Erneut gibt der VfB in der Bundesliga eine Führung aus der Hand, sogar eine deutlichere als in Freiburg, und lässt am Ende Punkte liegen. Die Mannschaft fehlt aktuell noch die Stabilität — vor allem im Kopf.
Für den Gast aus Mainz war das 3:3 am Samstagnachmittag das zwöfte Pflichtspiel in Folge ohne Niederlage, wie der Twitter-Account des Vereins stolz verkündete. Eine Serie, die auch der Mannschaft des VfB bewusst gewesen sein muss, schließlich rechnete Trainer Sebastian Hoeneß auf der Pressekonferenz vor, dass die Mainzer in der “Henriksen-Tabelle” — also seit Amtsantritt ihres neuen Trainers — auf Platz 5 stünden. Aber wie in der Vorwoche gelang es der Mannschaft nicht, Kapital aus diesem Wissen zu schlagen. Während Julian Schusters Freiburger uns mit ihrem Pressing teilweise überrollten, nutzte der Gästetrainer erneut eine Trinkpause, um die sperrangelweiten Löcher in seiner Abwehr zu schließen und den VfB durch Nadelstiche aus dem Gleichgewicht zu bringen. Dass die Elfmeterentscheidung des unterirdisch agierenden Unparteiischen Timo Gerach ein Witz war, ändert nichts daran, dass sich die Mainzer schon davor dem Tor von Alexander Nübel immer weiter annäherten, unter anderem durch den völlig freihstehenden Burkardt in der 35. Minute.

:: Gestellte Aufgabe 1 ::
Kannst du die Zeilen der Arbeitsdaten aktualisieren, beginnend bei der Zeile mit "Indicate every instance of the building" und endend mit der letzten Zeile der Arbeitsdaten? Gib nur diese Zeilen wieder, ersetze darin "building facade" durch "house front" und lass alles andere unverändert.

:: Arbeitsdaten ::
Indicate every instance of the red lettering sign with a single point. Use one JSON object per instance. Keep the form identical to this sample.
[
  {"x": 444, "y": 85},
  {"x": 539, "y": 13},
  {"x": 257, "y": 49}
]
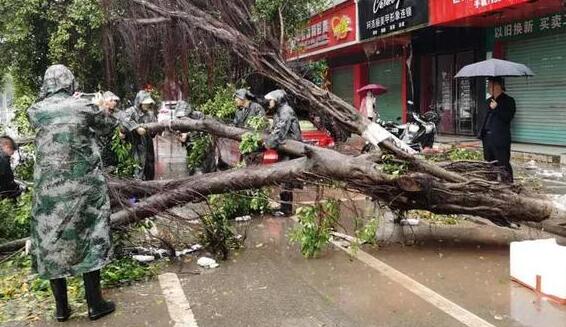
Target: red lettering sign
[
  {"x": 445, "y": 11},
  {"x": 325, "y": 32}
]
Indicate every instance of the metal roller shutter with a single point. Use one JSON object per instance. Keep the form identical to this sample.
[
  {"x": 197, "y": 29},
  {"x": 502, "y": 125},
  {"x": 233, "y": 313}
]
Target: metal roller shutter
[
  {"x": 343, "y": 83},
  {"x": 541, "y": 100},
  {"x": 388, "y": 74}
]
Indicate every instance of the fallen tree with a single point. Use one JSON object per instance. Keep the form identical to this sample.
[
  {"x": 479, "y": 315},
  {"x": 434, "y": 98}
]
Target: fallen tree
[
  {"x": 413, "y": 191},
  {"x": 444, "y": 190}
]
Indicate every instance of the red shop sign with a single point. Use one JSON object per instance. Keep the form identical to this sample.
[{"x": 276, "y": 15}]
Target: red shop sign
[
  {"x": 444, "y": 11},
  {"x": 332, "y": 29}
]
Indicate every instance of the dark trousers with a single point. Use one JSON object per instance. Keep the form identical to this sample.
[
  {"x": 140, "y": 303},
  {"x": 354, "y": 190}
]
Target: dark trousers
[
  {"x": 286, "y": 198},
  {"x": 500, "y": 153}
]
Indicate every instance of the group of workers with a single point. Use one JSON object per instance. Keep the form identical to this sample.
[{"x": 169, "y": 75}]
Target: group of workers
[{"x": 71, "y": 205}]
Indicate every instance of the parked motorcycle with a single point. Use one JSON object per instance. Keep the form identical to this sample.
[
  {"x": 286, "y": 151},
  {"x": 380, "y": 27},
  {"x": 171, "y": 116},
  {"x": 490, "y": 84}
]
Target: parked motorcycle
[{"x": 419, "y": 133}]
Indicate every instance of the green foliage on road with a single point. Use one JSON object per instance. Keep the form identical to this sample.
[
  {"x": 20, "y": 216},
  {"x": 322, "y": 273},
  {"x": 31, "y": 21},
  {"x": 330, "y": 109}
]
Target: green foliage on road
[
  {"x": 316, "y": 222},
  {"x": 201, "y": 145},
  {"x": 24, "y": 297},
  {"x": 38, "y": 33},
  {"x": 218, "y": 235},
  {"x": 127, "y": 164},
  {"x": 456, "y": 154},
  {"x": 251, "y": 141},
  {"x": 15, "y": 217},
  {"x": 295, "y": 13}
]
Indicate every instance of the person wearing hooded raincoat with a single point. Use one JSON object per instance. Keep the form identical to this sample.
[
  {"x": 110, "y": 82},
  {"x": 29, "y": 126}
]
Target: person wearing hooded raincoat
[
  {"x": 285, "y": 127},
  {"x": 285, "y": 122},
  {"x": 142, "y": 142},
  {"x": 184, "y": 110},
  {"x": 70, "y": 226},
  {"x": 107, "y": 101},
  {"x": 248, "y": 108}
]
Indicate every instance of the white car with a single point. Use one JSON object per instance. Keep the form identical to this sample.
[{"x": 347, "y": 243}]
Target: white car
[{"x": 167, "y": 111}]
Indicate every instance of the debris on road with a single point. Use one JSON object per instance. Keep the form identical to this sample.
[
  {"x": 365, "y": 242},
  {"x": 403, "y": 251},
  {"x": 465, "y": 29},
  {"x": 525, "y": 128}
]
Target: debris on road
[
  {"x": 207, "y": 263},
  {"x": 143, "y": 258},
  {"x": 243, "y": 218}
]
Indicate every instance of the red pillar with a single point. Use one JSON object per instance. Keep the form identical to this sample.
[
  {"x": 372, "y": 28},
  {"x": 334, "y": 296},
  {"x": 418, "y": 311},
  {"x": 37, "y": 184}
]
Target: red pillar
[
  {"x": 361, "y": 79},
  {"x": 404, "y": 86},
  {"x": 498, "y": 50}
]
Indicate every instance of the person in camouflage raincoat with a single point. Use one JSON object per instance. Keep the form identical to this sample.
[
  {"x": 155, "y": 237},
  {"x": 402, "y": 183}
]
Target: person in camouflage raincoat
[
  {"x": 248, "y": 108},
  {"x": 184, "y": 110},
  {"x": 108, "y": 101},
  {"x": 285, "y": 126},
  {"x": 71, "y": 207},
  {"x": 142, "y": 142}
]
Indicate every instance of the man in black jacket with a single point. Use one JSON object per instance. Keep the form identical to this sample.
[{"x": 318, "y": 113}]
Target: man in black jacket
[
  {"x": 496, "y": 129},
  {"x": 8, "y": 187}
]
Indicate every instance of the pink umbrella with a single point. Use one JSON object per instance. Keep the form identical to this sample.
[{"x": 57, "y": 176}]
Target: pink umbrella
[{"x": 376, "y": 89}]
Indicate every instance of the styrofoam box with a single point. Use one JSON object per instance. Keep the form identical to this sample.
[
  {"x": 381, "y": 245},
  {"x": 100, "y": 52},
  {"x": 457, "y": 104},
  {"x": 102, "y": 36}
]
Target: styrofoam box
[{"x": 544, "y": 260}]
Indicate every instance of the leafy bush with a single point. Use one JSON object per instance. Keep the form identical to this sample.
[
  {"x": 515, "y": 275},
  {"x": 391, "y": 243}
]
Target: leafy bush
[
  {"x": 218, "y": 236},
  {"x": 127, "y": 164},
  {"x": 16, "y": 217},
  {"x": 457, "y": 154},
  {"x": 221, "y": 106},
  {"x": 200, "y": 146},
  {"x": 316, "y": 223},
  {"x": 250, "y": 142}
]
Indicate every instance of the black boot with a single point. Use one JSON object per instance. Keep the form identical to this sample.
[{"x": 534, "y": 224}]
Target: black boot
[
  {"x": 59, "y": 289},
  {"x": 286, "y": 197},
  {"x": 97, "y": 306}
]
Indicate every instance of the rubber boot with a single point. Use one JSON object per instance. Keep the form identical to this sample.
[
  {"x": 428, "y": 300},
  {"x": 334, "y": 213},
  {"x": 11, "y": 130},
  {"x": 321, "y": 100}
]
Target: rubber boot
[
  {"x": 59, "y": 289},
  {"x": 97, "y": 306},
  {"x": 286, "y": 197}
]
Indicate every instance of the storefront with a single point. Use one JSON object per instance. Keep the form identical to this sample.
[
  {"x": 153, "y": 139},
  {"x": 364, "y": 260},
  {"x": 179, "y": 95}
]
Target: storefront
[
  {"x": 384, "y": 28},
  {"x": 440, "y": 53},
  {"x": 332, "y": 36},
  {"x": 529, "y": 32},
  {"x": 539, "y": 43}
]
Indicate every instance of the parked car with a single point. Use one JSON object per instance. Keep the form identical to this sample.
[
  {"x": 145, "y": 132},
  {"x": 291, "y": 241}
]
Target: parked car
[
  {"x": 167, "y": 111},
  {"x": 228, "y": 151}
]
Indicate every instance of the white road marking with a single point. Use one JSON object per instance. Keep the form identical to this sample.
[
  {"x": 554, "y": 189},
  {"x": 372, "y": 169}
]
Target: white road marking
[
  {"x": 358, "y": 198},
  {"x": 457, "y": 312},
  {"x": 177, "y": 303}
]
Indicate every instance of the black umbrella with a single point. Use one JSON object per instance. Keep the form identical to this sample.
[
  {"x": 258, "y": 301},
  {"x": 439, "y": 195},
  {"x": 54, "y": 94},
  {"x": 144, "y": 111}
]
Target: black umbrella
[{"x": 494, "y": 68}]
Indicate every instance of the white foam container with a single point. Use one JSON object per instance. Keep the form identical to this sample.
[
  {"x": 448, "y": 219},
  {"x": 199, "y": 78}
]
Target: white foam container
[{"x": 541, "y": 266}]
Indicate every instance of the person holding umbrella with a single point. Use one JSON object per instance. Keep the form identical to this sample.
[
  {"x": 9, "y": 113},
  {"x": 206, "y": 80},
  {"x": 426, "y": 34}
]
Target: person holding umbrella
[
  {"x": 495, "y": 132},
  {"x": 368, "y": 106}
]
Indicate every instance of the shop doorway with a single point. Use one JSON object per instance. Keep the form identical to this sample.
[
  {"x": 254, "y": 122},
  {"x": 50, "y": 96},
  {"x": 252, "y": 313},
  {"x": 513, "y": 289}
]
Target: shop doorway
[{"x": 455, "y": 100}]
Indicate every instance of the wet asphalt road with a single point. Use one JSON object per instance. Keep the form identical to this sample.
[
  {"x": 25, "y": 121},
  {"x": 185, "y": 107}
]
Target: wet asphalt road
[{"x": 269, "y": 283}]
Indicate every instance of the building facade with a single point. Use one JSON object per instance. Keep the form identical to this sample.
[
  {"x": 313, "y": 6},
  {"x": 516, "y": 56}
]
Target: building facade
[{"x": 415, "y": 47}]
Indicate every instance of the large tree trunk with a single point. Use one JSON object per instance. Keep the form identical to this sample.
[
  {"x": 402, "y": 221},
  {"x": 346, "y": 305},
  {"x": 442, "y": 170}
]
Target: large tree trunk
[{"x": 270, "y": 64}]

:: Gestellte Aufgabe 2 ::
Führe den Spielbericht über das 3:3 des VfB gegen Mainz nach seinem letzten Satz fort.

:: Schriftliche Antwort 1 ::
Indicate every instance of the house front with a single point. Use one JSON object per instance. Keep the form identical to this sample.
[
  {"x": 313, "y": 6},
  {"x": 516, "y": 56}
]
Target: house front
[{"x": 415, "y": 47}]
Indicate every instance of the large tree trunk with a single point. Use one JSON object per instance. Keep the form identical to this sample.
[
  {"x": 402, "y": 221},
  {"x": 346, "y": 305},
  {"x": 442, "y": 170}
]
Target: large tree trunk
[{"x": 270, "y": 64}]

:: Schriftliche Antwort 2 ::
Mit dem zu diesem Zeitpunkt nicht unverdienten, wenn auch in der Entstehung lachhaften Anschlusstreffer holte der VfB die Gäste in ein Spiel zurück, in dem er sie in den ersten 20 Minuten dominiert hatte. Dass diese Saison nicht so laufen wird, wie die letzte, ist klar. Dennoch gönnt sich die Mannschaft in den ersten Partien der neuen Saison immer mal wieder Phasen der vergangenen Herrlichkeit. Weder dem tollen Angriff über den linken Flügel, den Millot mit seinem Tor veredelte, noch dem strammen Schuss von Jamie Leweling konnten die Mainzer etwas entgegensetzen. Der VfB zauberte sich nach vorne und bewies, dass er immer noch in der Lage ist, die Sterne vom Himmel zu spielen — nur leider sah die Mannschaft irgendwann nichts mehr als Sterne — im übertragenen Sinn, versteht sich.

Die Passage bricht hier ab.